#### TEXT EXCERPT:
---+---
Attributed to: Christian Belady, General Manager of Data
Center Services & Vijay Gill, Senior Director of
Engineering
When Microsoft delivered its first online service back in 1994,
the cloud was still a relatively undefined, evolving space.
Today, Microsoft's cloud supports more than 1 billion customers
and 20 million businesses in 76 countries and it's still
growing. To support the increasing array of enterprise-level
online services, Microsoft is investing heavily in a global cloud
infrastructure that delivers security, reliability,
scalability, efficiency, and performance. A key concern
among customers is that their services are persistently
available, and that their cloud provider has the technology,
policies, and processes in place to maximize uptime.
Disruptive events such as natural disasters, power grid outages,
and human error are a fact of life, so it is critical that our
cloud infrastructure is architected for resiliency, our processes
result in rapid problem resolution with minimal customer impact,
and we maintain a culture of service diligence and continuous
innovation to identify and eliminate systemic weaknesses.
---+---
#### DATA:
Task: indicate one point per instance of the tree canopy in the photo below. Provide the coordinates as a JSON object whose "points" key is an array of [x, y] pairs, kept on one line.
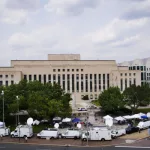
{"points": [[42, 101], [135, 96]]}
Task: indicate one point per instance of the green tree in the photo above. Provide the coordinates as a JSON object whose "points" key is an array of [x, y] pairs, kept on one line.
{"points": [[134, 96], [111, 100]]}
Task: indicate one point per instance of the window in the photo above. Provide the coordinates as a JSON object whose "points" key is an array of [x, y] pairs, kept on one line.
{"points": [[103, 81], [12, 82], [1, 83], [107, 80], [59, 80], [30, 77], [86, 82], [125, 83], [49, 78], [39, 78], [35, 77], [6, 83], [72, 82], [25, 77], [44, 78]]}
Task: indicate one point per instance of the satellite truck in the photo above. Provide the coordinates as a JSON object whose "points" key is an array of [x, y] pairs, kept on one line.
{"points": [[23, 130], [101, 134], [4, 131]]}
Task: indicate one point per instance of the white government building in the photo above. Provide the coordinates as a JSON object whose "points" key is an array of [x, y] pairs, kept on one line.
{"points": [[140, 64], [83, 77]]}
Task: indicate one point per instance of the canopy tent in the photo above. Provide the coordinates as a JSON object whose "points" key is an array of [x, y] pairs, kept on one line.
{"points": [[56, 118], [66, 120], [76, 120], [107, 117], [119, 118], [144, 117]]}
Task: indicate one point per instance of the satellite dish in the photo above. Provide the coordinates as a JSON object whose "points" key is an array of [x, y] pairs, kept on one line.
{"points": [[79, 125], [29, 121], [109, 122], [56, 125]]}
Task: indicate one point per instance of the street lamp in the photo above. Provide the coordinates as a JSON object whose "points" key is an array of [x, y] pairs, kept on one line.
{"points": [[18, 108], [3, 105]]}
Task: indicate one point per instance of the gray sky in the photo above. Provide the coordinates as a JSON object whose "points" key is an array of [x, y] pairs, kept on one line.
{"points": [[97, 29]]}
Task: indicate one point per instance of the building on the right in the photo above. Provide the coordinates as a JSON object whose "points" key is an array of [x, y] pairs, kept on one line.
{"points": [[140, 64]]}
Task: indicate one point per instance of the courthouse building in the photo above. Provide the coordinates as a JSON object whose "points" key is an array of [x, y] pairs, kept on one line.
{"points": [[85, 77]]}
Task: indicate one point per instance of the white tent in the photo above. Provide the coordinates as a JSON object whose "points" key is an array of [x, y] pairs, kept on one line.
{"points": [[127, 117], [136, 116], [119, 118], [36, 122], [66, 120], [148, 114], [107, 117]]}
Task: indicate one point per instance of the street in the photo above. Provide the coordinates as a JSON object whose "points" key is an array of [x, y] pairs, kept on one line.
{"points": [[46, 147]]}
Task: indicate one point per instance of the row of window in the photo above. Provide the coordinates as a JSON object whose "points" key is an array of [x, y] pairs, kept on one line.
{"points": [[6, 76], [126, 82], [121, 74], [71, 82], [6, 83], [68, 70], [142, 68]]}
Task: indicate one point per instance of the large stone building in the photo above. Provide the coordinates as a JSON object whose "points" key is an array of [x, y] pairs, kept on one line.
{"points": [[140, 64], [85, 77]]}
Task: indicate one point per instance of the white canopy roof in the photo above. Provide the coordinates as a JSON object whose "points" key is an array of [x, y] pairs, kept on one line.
{"points": [[107, 117], [66, 120], [119, 118]]}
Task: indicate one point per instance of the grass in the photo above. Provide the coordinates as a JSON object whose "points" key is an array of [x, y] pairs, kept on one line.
{"points": [[96, 102]]}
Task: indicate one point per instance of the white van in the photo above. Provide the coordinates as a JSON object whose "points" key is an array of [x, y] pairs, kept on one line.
{"points": [[116, 133], [72, 133], [143, 125], [99, 134], [22, 131], [4, 131], [49, 133]]}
---+---
#### WHAT TO DO:
Copy the cloud infrastructure passage between "Today, Microsoft's cloud" and "to maximize uptime.", inclusive, and swap "businesses" for "organizations".

#### THE RESULT:
Today, Microsoft's cloud supports more than 1 billion customers
and 20 million organizations in 76 countries and it's still
growing. To support the increasing array of enterprise-level
online services, Microsoft is investing heavily in a global cloud
infrastructure that delivers security, reliability,
scalability, efficiency, and performance. A key concern
among customers is that their services are persistently
available, and that their cloud provider has the technology,
policies, and processes in place to maximize uptime.